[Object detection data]
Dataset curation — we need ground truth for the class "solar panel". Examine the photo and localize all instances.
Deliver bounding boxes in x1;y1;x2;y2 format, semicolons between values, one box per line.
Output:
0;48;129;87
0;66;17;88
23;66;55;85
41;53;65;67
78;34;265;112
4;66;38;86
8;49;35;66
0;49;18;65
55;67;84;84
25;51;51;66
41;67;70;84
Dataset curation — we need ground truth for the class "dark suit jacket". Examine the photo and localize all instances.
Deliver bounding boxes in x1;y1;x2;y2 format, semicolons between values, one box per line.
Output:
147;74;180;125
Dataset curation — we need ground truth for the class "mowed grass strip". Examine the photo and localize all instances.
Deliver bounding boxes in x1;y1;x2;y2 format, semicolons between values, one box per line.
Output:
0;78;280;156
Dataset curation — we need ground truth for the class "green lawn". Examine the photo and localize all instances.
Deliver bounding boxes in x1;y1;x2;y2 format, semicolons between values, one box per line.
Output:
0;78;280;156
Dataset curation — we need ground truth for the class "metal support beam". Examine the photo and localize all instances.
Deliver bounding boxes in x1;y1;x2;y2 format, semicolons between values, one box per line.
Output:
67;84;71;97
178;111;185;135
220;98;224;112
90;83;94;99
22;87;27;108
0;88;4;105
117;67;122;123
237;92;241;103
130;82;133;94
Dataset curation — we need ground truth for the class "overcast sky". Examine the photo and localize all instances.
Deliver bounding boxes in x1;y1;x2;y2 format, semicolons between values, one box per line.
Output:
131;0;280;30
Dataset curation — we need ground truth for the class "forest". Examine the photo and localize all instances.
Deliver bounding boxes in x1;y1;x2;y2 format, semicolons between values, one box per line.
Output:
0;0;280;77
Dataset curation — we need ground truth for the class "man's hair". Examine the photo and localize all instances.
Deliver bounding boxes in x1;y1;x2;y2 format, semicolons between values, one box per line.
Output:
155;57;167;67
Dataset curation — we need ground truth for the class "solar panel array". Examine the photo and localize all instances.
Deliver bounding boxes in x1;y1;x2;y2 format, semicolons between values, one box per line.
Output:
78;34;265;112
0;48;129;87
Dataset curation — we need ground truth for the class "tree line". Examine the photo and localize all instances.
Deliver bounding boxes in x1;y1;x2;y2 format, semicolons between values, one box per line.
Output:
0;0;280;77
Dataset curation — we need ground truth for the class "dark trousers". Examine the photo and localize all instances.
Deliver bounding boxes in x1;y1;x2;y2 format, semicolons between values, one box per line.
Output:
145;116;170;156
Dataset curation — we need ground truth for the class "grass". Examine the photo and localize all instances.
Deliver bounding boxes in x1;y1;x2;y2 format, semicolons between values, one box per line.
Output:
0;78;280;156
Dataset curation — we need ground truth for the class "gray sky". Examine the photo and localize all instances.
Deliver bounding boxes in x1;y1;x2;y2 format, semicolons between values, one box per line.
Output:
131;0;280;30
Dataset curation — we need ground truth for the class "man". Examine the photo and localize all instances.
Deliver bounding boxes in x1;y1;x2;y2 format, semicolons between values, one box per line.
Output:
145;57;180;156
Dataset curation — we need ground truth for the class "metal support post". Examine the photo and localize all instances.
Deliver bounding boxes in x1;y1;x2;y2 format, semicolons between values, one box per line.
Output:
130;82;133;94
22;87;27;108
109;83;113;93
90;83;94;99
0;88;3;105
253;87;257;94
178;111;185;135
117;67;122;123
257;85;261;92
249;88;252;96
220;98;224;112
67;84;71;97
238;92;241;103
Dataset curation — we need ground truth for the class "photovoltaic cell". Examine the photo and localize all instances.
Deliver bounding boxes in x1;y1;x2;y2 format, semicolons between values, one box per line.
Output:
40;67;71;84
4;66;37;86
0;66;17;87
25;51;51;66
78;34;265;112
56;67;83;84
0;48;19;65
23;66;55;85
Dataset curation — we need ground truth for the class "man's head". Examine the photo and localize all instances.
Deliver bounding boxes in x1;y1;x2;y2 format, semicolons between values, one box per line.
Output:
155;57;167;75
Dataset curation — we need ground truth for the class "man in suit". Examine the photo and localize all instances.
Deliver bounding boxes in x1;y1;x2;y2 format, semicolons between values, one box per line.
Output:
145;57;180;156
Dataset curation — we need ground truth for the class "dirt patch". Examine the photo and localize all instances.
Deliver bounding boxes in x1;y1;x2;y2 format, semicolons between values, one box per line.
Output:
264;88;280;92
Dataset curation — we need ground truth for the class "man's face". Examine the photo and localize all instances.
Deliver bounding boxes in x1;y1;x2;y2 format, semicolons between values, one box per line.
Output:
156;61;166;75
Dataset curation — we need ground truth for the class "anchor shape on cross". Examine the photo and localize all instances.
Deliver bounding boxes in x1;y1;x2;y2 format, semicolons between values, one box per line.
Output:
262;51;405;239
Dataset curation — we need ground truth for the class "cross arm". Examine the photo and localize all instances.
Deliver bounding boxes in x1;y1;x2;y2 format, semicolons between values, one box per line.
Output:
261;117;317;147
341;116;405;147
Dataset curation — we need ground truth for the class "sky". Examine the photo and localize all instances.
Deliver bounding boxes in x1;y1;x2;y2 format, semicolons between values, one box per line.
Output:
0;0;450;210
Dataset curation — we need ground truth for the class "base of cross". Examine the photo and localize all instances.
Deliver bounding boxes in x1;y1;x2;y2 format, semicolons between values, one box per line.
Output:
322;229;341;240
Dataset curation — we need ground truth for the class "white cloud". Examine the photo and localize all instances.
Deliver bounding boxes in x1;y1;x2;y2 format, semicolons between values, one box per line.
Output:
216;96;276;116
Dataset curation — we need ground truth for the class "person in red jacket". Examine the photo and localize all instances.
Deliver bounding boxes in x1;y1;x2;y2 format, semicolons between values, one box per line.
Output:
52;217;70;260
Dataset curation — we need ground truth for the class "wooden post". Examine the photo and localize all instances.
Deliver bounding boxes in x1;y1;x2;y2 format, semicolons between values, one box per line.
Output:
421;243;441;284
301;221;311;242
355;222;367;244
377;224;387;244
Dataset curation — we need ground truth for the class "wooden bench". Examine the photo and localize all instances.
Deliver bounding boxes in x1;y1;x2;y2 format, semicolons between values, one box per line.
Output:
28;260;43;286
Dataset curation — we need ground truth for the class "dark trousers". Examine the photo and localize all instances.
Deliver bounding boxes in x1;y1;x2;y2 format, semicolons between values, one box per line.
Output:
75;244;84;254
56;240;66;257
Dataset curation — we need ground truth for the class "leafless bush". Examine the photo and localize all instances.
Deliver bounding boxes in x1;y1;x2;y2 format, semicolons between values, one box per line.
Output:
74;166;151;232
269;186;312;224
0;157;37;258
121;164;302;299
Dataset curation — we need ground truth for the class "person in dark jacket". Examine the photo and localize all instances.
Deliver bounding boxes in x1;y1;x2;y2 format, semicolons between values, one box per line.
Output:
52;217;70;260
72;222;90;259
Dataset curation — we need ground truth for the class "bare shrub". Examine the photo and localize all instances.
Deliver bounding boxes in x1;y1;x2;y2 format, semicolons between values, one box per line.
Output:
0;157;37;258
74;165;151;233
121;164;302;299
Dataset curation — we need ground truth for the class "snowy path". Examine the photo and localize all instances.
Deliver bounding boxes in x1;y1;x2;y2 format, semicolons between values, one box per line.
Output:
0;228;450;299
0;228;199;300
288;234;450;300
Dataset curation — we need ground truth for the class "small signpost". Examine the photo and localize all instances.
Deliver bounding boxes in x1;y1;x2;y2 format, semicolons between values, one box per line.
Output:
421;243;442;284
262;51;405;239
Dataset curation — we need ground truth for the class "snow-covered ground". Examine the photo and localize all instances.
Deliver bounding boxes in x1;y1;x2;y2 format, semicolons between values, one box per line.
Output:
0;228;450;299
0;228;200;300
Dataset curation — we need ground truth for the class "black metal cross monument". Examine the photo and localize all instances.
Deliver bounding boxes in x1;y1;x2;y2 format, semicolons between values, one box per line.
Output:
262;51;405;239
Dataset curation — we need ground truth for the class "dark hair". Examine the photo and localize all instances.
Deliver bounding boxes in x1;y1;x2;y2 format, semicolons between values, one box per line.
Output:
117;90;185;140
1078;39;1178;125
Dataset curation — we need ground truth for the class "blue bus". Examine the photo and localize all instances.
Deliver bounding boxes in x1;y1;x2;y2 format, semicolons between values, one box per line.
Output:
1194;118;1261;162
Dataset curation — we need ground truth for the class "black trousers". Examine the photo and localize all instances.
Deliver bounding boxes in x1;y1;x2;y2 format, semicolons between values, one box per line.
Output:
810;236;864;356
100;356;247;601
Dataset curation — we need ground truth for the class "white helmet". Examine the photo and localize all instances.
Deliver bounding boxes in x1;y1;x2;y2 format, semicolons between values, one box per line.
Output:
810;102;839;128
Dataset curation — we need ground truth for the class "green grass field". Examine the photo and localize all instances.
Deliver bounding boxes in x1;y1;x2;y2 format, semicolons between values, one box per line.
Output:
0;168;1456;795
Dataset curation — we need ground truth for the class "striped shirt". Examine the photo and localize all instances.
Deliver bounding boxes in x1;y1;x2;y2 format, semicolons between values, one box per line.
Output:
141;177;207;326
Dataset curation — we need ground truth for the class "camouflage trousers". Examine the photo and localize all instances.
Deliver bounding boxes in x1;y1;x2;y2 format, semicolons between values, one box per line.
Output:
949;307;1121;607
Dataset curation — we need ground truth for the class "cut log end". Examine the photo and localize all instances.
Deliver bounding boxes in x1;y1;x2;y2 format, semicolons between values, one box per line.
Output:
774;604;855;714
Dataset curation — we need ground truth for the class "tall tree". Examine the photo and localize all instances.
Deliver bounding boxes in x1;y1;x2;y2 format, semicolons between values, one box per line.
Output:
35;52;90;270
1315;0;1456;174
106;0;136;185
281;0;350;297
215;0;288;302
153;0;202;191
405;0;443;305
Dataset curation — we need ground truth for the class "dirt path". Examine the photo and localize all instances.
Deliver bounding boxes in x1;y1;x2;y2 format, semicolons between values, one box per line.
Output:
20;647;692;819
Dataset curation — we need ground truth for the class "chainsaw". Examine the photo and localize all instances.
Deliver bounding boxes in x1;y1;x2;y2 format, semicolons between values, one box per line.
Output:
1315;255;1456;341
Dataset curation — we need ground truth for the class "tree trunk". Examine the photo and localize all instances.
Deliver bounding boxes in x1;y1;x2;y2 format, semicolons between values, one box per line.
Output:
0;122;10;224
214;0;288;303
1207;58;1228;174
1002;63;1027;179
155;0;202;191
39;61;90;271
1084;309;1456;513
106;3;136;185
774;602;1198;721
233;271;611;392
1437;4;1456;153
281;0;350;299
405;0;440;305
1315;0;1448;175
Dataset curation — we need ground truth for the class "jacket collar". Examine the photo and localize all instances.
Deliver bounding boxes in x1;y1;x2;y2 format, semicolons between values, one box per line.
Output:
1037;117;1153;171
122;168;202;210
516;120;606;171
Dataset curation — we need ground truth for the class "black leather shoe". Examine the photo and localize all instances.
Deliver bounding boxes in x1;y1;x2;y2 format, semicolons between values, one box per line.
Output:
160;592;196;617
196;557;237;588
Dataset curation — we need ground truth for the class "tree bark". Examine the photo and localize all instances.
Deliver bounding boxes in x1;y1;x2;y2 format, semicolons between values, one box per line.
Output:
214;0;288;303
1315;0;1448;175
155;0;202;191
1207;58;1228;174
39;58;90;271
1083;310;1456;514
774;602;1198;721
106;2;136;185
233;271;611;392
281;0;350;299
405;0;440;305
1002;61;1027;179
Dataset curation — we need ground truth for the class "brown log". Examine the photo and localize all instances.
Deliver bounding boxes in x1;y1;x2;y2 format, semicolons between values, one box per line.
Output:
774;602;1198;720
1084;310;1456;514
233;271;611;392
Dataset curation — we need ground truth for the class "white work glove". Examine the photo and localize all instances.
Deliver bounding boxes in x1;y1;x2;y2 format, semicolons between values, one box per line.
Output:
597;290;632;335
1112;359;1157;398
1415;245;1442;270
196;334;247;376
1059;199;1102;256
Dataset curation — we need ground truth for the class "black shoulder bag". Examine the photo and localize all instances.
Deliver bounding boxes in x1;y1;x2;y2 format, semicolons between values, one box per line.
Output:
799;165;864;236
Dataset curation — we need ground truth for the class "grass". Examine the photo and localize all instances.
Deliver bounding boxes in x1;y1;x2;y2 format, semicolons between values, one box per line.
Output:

→ **Stated exercise**
Reproduce the material from its beginning through the line containing "41;67;70;84", substituting "photovoltaic panel" for "solar panel" and leaving everything else unchanged.

→ **Expected answer**
Dataset curation — we need ground truth for the class "photovoltaic panel". Examine the photo and localize all instances.
Deliver bounding boxes in x1;y1;x2;y2 format, semicolons between values, one box per line.
Output:
0;48;129;87
0;66;17;88
23;66;55;85
41;53;65;67
78;34;265;112
4;66;38;86
8;49;35;66
0;49;18;65
55;67;84;84
25;51;51;66
41;67;70;84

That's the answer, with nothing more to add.